_INFORMATION SUPPLIED_:
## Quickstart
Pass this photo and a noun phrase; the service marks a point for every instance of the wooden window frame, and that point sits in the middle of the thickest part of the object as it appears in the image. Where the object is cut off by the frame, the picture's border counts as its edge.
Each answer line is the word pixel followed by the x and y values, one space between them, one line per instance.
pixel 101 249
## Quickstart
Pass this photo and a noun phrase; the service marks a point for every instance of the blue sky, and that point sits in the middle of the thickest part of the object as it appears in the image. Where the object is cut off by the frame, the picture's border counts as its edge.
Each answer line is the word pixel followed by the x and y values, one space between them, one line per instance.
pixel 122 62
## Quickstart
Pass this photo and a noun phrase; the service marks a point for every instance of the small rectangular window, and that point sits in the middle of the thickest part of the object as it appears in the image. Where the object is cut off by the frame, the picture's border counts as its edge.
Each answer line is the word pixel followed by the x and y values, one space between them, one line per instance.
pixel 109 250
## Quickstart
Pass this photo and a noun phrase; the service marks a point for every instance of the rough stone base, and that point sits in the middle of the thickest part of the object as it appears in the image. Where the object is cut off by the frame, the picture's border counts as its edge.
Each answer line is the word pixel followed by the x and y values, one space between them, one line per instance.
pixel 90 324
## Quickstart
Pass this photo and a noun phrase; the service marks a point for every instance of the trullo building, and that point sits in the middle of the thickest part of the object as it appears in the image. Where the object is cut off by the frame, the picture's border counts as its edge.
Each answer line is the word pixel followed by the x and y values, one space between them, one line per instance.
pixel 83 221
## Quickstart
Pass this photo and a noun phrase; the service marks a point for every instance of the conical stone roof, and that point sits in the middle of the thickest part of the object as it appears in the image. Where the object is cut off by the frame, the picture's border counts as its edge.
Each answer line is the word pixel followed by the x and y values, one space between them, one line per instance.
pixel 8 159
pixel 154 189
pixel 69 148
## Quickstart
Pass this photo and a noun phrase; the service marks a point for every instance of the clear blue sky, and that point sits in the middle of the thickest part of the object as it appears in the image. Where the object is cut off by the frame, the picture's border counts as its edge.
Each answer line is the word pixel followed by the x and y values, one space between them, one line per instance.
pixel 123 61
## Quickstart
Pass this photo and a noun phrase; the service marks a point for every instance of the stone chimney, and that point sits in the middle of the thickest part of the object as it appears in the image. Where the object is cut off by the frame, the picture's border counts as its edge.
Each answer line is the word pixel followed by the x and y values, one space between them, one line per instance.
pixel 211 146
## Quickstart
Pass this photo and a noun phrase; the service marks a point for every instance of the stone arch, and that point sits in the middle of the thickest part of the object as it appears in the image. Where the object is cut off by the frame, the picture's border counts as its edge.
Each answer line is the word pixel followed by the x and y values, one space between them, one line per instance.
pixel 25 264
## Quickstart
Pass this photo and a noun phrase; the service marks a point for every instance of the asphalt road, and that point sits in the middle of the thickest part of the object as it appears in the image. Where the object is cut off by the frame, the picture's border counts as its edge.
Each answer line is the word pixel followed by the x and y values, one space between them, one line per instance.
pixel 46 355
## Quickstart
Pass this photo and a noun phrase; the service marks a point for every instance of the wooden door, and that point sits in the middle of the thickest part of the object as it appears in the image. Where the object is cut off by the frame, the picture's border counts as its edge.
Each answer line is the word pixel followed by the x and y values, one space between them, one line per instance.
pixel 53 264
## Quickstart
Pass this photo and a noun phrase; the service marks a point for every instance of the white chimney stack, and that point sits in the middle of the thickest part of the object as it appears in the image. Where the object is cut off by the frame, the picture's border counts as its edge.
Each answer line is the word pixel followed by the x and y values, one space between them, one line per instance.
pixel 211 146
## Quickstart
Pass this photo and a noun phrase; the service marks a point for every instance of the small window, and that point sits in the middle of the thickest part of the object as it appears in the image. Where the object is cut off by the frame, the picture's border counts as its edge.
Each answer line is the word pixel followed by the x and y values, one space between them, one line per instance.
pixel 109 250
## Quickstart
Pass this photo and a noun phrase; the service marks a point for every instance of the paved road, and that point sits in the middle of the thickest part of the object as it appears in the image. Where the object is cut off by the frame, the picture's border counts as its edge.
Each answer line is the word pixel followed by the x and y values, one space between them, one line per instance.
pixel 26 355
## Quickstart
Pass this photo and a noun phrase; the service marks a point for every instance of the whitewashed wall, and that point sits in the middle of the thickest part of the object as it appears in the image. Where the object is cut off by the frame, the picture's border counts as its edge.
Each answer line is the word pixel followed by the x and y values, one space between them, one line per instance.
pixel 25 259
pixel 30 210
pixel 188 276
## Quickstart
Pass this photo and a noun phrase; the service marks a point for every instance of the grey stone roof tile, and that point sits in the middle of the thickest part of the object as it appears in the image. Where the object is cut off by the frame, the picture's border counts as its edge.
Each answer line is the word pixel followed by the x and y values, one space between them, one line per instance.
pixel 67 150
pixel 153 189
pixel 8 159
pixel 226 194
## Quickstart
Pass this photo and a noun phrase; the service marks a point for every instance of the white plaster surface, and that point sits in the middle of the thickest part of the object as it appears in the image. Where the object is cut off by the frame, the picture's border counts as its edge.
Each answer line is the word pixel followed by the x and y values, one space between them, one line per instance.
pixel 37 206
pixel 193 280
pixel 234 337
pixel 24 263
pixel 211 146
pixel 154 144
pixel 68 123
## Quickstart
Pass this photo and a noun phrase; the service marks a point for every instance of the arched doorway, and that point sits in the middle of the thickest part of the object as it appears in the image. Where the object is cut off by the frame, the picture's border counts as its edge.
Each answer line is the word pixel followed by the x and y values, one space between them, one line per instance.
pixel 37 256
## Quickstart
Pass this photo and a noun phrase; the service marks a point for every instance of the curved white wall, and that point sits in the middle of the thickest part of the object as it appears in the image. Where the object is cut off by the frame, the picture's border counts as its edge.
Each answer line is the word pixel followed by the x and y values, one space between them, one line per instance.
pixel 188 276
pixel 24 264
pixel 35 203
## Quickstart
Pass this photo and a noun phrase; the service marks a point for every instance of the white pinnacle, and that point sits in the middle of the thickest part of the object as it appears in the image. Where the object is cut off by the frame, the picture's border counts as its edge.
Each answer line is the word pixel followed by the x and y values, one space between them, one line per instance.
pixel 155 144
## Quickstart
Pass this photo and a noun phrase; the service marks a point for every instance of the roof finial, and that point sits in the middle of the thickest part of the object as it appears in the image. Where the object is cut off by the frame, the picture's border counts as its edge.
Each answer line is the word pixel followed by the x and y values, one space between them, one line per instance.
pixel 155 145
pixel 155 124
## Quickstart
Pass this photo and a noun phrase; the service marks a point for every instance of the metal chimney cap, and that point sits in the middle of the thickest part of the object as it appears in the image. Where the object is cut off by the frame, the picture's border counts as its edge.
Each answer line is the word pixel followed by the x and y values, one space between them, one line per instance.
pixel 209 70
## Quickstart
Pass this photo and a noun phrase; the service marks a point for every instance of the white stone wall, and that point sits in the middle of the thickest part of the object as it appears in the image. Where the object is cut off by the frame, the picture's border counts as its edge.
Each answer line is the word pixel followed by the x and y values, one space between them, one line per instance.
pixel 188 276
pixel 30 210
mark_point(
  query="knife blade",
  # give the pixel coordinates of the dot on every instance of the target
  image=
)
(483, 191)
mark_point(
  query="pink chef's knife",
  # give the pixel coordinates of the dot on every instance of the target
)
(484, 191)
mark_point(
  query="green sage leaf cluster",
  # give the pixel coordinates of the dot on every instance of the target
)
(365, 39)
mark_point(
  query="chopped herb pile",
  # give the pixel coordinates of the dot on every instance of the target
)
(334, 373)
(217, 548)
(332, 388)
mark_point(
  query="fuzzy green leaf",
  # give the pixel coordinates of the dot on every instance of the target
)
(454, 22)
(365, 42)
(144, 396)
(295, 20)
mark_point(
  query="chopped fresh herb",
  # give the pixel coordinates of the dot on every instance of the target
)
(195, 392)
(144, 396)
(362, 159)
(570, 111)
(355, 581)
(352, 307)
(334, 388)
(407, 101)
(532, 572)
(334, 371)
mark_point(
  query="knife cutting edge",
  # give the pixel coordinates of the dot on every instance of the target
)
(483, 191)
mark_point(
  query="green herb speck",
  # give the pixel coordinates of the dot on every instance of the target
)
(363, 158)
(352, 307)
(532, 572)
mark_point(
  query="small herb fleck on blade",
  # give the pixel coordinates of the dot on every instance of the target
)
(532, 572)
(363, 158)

_TASK REQUIREMENTS_: Filter the listing above, copying out each line that contains the string "green". Treat uppercase and lowercase as different.

_THE OUTPUT_:
  query="green sage leaf cluster",
  query="fuzzy green leaf",
  query="green herb speck",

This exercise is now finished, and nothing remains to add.